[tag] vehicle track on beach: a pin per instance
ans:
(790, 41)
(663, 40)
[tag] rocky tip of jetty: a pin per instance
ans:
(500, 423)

> **TASK DETAILS**
Every line of the listing that holds the word "instance" is to be found and copied.

> **RESPONSE BOX**
[tag] vehicle track on beach: a pin per instance
[tag] rocky tip of jetty: a pin per instance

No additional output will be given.